▶ OBJECTIVE:
After locating the line that contains "Q: For every instance of the stainless steel dishwasher", quote it and all lines after it through the end of the entries, and nothing more. Pictures stay out.

▶ INFORMATION SHOWN:
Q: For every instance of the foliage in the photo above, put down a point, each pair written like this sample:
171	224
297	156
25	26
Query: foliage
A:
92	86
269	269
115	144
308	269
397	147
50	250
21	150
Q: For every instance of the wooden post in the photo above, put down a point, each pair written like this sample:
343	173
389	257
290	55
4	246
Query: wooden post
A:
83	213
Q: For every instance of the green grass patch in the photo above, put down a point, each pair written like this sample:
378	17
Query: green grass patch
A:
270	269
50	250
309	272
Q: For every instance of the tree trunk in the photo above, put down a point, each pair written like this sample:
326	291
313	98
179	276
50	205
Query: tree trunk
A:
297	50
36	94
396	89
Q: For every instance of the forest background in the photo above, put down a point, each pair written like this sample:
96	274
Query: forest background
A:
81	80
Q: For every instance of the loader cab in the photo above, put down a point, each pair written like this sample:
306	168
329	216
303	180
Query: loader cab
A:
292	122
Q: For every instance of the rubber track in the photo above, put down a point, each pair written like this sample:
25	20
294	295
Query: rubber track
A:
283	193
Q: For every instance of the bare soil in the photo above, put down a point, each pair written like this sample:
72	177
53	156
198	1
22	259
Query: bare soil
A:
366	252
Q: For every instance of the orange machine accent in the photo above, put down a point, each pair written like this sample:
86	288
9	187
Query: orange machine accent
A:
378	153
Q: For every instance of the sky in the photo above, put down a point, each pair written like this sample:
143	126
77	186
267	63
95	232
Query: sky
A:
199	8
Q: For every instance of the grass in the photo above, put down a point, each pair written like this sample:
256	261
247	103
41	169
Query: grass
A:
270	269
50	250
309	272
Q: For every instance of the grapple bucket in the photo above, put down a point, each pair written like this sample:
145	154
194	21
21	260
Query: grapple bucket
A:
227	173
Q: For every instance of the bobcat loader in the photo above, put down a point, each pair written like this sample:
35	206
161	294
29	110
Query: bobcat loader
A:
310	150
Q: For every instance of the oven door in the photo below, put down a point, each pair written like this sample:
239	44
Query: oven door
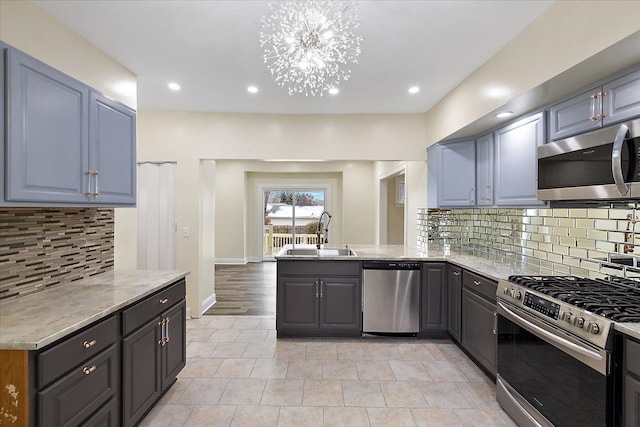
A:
546	377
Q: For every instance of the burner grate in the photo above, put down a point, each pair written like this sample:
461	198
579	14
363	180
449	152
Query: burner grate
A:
614	298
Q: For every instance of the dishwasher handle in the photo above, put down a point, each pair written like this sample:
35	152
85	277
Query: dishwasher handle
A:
391	265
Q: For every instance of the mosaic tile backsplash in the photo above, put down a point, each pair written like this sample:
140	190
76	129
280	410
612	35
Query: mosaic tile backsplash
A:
590	242
43	247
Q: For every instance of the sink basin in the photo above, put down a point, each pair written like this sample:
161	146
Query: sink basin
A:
320	252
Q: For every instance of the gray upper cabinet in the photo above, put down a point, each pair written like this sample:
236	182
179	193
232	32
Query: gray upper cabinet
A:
484	170
574	116
516	162
66	144
46	149
613	102
621	99
457	175
112	151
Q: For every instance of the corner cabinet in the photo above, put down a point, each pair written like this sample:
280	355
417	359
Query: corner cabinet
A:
615	101
319	298
516	162
454	301
433	300
457	174
66	144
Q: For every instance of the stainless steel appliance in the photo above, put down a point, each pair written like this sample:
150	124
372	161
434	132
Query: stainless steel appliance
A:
391	297
598	165
556	349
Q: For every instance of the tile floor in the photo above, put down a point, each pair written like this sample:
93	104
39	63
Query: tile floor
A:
239	374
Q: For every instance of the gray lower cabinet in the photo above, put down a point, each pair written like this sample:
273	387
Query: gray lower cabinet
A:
433	299
65	143
631	380
454	301
321	298
152	356
516	162
479	317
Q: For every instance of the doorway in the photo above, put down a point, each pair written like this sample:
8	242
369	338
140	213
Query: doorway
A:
290	217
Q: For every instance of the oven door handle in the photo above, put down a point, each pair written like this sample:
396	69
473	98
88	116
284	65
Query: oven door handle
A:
547	335
616	160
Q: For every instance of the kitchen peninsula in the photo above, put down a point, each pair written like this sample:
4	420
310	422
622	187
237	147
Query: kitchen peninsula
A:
84	351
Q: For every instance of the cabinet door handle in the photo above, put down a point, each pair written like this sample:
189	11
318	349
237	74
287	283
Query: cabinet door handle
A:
495	323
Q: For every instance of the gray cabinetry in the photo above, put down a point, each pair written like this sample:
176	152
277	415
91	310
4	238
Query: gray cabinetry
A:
454	299
631	380
65	143
478	327
457	174
516	161
78	376
484	170
154	353
433	299
599	106
319	298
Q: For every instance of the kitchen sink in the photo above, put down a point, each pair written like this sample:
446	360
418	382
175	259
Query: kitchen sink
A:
320	252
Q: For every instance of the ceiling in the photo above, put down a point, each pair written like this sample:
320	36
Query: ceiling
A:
211	48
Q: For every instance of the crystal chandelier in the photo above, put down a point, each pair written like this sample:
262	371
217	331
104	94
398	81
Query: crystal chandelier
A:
309	45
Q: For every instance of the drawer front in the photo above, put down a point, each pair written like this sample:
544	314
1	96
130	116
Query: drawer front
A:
479	284
632	356
61	358
152	306
72	399
319	268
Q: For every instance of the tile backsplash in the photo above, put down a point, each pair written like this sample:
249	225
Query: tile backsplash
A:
42	247
593	242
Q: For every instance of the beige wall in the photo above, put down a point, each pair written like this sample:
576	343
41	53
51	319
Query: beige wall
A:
30	29
566	34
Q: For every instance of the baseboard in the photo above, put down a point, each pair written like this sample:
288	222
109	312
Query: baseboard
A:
208	302
231	261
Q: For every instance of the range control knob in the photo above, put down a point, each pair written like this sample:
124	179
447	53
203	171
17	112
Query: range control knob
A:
577	321
591	327
566	316
516	294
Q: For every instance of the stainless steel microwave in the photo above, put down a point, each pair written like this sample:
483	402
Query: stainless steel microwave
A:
598	165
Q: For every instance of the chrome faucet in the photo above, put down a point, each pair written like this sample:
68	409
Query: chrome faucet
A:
324	230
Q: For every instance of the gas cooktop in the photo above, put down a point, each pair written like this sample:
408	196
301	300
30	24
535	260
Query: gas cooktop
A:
614	298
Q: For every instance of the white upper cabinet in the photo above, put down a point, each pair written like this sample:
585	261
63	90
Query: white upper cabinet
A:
516	162
457	175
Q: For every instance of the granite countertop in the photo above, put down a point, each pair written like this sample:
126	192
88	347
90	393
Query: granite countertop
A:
495	268
36	320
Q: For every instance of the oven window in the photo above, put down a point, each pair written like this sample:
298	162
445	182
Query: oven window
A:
585	167
563	389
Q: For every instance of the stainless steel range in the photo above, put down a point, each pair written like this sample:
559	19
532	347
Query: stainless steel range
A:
556	348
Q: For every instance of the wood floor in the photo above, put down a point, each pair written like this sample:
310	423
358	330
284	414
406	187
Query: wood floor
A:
248	289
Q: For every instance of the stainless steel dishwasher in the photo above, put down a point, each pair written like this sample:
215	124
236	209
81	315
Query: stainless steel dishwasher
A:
391	297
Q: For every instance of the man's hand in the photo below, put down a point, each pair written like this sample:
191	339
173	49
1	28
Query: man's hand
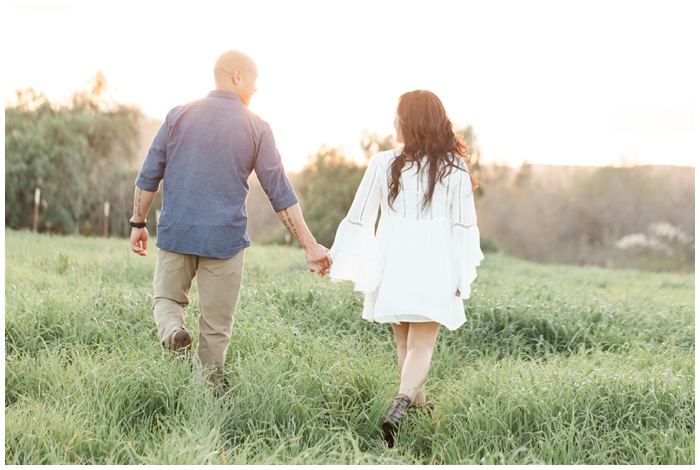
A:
317	259
139	241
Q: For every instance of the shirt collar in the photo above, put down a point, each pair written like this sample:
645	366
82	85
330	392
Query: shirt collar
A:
224	94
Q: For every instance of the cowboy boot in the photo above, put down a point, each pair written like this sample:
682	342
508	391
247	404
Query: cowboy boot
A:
396	413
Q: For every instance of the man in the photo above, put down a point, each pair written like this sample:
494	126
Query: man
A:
204	153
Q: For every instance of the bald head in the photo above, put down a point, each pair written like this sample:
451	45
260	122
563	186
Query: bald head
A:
236	72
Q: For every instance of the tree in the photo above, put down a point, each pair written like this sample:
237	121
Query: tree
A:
326	188
77	154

▶ EXERCISE OUTPUT:
Q: For every instance of the stainless steel dishwasher in the photo above, put down a point, each pair written like this sample:
215	124
236	209
81	315
Query: stainless steel dishwasher
A:
391	297
Q: For every instance of the man's hand in the photo below, put down a point, each pair written like this sample:
191	339
173	49
1	28
Query: man's hand
A:
317	259
139	241
Q: For every instance of the shirt collar in the photo above, put down a point, each pair written like this sample:
645	366
82	85
330	392
Query: shirt collar
A:
224	94
Q: For every instance of the cowboy boot in the photo above, put down a point, each pair written like this sample:
682	342
508	391
247	404
Query: cowboy boot
A:
396	413
Q: For every instance of the man in the photo above, put down a point, each pair written like this sample:
494	126
Query: man
A:
204	153
Q: For every instance of the bald head in the photo above, put down a point, each pair written like this sample:
451	45
260	122
563	186
Query: bald head
A:
236	72
Q: For every instance of the tree in the photo above, put down a point, each pair written like this sample:
237	121
Query: tree
A:
326	188
77	154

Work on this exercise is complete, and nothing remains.